=== Reading passage ===

24 June 2011

Confronting drug addiction

The UN has declared 26 June the International Day against Drug Abuse. Learn what to do if you suspect that your friend or family member may be taking drugs.


Drug abuse and addiction is an ongoing problem among teenagers and adults around the world. The United Nations has declared 26 June as the International Day against Drug Abuse and Illicit Trafficking, and acknowledges that “the world drug problem continues to constitute a serious threat to public health, [and] the safety and wellbeing of humanity, in particular young people”.

If you suspect drug addiction

Drug addiction is a very real problem, and it can happen to anyone, regardless of family background, culture, intelligence, popularity or confidence. Parents should be aware of the warning signs so that they can confront a drug situation before it gets out of hand. “The main sign is a change in behaviour,” says Dr Mohamed Bhikhoo, a family physician who sits on the Profmed Board of Trustees. “This can be a new circle of friends, a drop in grades, becoming withdrawn, not eating or sleeping properly, selling possessions or even taking objects or money from other people in the house.”

=== Information given ===

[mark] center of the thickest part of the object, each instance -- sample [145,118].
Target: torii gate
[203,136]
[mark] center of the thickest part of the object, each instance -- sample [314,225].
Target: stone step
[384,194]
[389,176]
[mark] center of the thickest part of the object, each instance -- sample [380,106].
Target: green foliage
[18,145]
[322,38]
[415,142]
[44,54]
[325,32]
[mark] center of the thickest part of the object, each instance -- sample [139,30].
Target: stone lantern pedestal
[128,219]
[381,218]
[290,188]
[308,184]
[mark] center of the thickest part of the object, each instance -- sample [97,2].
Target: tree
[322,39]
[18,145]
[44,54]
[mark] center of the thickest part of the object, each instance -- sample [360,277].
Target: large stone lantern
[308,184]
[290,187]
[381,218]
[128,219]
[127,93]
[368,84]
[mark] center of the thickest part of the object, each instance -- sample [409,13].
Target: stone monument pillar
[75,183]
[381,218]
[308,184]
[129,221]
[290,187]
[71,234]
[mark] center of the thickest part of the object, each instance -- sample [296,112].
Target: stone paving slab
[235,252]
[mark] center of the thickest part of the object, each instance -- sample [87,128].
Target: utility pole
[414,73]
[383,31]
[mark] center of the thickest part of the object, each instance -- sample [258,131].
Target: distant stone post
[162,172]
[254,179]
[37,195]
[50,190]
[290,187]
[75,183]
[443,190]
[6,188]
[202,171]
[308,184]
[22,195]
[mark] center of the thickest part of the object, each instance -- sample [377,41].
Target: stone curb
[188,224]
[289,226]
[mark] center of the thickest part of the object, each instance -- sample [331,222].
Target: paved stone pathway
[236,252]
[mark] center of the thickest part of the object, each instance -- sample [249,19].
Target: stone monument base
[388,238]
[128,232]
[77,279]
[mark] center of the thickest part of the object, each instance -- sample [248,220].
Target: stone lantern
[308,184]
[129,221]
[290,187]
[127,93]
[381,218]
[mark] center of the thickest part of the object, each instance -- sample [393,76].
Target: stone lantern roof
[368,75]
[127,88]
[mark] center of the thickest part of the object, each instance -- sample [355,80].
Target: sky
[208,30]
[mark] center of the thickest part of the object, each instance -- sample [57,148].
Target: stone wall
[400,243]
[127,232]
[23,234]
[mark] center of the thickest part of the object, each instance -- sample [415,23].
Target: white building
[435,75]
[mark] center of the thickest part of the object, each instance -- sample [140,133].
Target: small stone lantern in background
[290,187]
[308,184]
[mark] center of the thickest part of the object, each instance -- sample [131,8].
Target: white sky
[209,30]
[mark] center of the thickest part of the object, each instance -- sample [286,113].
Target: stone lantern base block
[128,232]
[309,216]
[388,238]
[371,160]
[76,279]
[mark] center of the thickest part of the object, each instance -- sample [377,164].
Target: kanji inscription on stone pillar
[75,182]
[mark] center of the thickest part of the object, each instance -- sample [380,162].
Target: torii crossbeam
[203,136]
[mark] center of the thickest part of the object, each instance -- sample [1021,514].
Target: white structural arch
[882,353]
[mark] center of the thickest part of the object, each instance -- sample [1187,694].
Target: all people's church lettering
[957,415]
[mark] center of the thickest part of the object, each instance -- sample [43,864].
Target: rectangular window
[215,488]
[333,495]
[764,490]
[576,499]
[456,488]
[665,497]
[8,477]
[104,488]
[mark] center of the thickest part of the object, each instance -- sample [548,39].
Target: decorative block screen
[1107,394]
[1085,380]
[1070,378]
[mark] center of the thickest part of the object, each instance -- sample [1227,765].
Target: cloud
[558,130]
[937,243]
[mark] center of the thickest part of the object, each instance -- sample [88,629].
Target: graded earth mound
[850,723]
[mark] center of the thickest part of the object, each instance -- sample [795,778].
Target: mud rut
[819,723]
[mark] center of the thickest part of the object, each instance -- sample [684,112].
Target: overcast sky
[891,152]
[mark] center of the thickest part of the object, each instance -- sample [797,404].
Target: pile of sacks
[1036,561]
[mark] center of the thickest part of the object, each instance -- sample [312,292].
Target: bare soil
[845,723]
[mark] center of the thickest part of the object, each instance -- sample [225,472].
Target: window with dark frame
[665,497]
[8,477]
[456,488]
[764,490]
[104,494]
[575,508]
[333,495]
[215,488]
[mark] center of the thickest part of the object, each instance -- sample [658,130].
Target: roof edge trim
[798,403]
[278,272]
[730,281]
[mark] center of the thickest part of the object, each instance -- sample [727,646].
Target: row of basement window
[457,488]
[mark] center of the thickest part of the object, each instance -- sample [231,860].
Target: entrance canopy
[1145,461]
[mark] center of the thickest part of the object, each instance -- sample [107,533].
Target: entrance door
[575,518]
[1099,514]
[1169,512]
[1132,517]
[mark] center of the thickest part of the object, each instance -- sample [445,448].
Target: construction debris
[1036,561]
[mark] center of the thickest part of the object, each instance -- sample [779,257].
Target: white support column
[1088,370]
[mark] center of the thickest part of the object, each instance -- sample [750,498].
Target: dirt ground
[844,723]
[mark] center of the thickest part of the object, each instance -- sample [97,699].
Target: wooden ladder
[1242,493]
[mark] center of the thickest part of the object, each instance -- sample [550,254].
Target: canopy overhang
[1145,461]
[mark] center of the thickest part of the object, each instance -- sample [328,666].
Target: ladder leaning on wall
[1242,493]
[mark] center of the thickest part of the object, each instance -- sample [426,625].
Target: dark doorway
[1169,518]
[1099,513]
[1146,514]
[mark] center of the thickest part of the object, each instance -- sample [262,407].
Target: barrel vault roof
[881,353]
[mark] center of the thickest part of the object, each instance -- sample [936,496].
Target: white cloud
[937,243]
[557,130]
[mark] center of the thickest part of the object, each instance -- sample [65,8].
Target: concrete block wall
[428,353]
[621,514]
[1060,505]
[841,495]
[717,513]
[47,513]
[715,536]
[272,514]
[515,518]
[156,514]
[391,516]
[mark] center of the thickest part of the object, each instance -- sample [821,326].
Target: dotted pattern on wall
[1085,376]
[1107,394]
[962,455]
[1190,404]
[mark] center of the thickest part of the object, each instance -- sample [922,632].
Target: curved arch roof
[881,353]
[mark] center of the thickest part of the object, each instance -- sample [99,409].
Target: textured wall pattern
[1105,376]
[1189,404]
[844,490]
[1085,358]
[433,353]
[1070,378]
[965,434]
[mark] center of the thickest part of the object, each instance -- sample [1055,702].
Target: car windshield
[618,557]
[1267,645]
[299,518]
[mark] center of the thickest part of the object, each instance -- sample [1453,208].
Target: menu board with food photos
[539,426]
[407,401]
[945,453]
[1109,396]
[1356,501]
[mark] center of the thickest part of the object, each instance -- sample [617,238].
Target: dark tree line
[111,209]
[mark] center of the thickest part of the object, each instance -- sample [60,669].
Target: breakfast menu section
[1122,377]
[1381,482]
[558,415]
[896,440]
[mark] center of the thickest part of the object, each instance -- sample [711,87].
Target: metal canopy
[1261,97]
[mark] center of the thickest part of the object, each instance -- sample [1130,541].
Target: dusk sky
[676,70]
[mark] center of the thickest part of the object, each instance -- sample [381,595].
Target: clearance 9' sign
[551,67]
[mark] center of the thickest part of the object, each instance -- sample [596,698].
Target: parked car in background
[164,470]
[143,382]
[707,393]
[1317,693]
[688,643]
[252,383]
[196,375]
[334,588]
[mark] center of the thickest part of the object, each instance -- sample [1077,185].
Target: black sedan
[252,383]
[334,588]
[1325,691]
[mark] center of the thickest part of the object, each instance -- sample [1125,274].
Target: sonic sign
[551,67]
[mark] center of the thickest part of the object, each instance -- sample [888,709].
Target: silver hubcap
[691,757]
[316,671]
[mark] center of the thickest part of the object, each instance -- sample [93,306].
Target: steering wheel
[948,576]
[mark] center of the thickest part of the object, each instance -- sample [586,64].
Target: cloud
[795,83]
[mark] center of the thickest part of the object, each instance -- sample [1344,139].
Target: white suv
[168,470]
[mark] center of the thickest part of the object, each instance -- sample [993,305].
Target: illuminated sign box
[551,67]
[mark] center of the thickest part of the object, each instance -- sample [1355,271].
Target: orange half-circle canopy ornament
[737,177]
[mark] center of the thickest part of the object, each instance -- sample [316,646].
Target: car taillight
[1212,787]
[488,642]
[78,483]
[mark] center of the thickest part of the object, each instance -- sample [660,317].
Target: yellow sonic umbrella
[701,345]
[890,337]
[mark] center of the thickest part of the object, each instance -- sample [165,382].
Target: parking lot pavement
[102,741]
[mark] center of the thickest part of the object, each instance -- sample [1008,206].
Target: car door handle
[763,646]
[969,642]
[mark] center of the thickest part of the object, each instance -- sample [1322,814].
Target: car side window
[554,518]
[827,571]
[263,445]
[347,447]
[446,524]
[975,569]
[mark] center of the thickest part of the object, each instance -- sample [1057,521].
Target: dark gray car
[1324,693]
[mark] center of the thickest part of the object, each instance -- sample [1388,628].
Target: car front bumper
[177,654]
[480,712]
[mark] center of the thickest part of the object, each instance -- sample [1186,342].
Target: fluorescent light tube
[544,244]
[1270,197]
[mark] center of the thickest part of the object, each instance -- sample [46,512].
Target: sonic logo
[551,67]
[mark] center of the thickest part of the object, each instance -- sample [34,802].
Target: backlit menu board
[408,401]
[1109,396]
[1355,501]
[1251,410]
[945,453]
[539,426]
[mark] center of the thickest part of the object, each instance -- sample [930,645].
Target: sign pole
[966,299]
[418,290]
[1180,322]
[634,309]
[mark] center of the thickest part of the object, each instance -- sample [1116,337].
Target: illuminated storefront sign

===

## Exercise goal
Carry on the article about confronting drug addiction, starting right after its final sentence.

## Task result
He says that similar changes can also be seen in adults who have turned to drugs, with the added sign that adults often say that they’re spending more time at work, as an excuse to be out of the house. As soon as a drug problem is suspected or identified, it is necessary for loved ones to take action.

“The biggest problem in dealing with drug abuse is that the individual must be prepared to admit to the problem,” says Dr Bhikhoo. “Once they have done that, it’s much easier to help them to make use of various resources in the country, like clinics and NGOs that treat drug dependency.”

He explains that the family must take the approach of making the individual understand that they need to get help. He cautions that drug addicts are manipulative, and make promises that they don’t keep, so it’s best to turn to a professional who is experienced in helping people to deal with substance abuse. “There are many ex-dependants who do excellent work in fighting drug addiction and also provide support for families.”

Some of the other organisations that support drug dependants and their families are Narcotics Anonymous ( and Sanca (, which also provides help for alcoholics.

Taking the tough approach

One of the organisations that does a great deal of good in helping families to deal with drug use is Tough Love. Tina Fysh, the chairperson of the organisation, is quick to point out that Tough Love doesn’t mean “cruel love”, and that they don’t encourage parents to throw their children out of the house.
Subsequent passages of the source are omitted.